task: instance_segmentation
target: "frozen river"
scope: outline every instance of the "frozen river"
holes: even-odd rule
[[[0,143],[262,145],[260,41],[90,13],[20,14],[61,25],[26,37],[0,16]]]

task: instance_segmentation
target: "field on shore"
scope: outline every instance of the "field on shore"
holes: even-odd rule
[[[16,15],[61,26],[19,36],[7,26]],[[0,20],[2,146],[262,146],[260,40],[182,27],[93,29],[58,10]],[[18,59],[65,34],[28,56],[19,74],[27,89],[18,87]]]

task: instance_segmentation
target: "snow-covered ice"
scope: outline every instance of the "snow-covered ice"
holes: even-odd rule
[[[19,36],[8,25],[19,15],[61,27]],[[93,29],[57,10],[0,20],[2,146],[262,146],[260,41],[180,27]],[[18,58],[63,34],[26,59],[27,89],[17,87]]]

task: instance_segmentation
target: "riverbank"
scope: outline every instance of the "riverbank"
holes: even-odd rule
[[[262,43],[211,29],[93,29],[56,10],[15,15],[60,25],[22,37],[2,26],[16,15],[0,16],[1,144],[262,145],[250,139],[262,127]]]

■ WHAT IS NEEDED ■
Rewrite the whole listing above, swapping "even-odd rule" for "nonzero rule" wherever it appears and leaving everything else as it is.

■ EXERCISE ANSWER ■
task: instance_segmentation
target: "frozen river"
scope: outline every instance of the "frozen river"
holes: nonzero rule
[[[0,143],[262,145],[260,41],[90,13],[20,14],[61,25],[26,37],[0,16]]]

task: instance_segmentation
target: "field on shore"
scope: outline every instance of the "field on shore"
holes: nonzero rule
[[[16,15],[61,26],[19,36],[7,26]],[[0,20],[2,146],[262,146],[260,40],[182,27],[93,29],[58,10]],[[18,59],[65,34],[28,56],[19,74],[27,89],[18,87]]]

task: instance_segmentation
target: "snow-covered ice"
scope: outline every instance of the "snow-covered ice"
holes: nonzero rule
[[[19,36],[8,25],[19,15],[61,27]],[[93,29],[57,10],[0,20],[2,146],[262,146],[260,41],[180,27]],[[18,58],[63,34],[26,59],[27,89],[17,87]]]

task: instance_segmentation
target: "riverbank"
scope: outline every instance of the "riverbank"
holes: nonzero rule
[[[262,43],[211,29],[93,29],[56,10],[15,15],[60,25],[22,37],[2,26],[16,15],[0,16],[1,144],[262,145],[250,139],[262,127]]]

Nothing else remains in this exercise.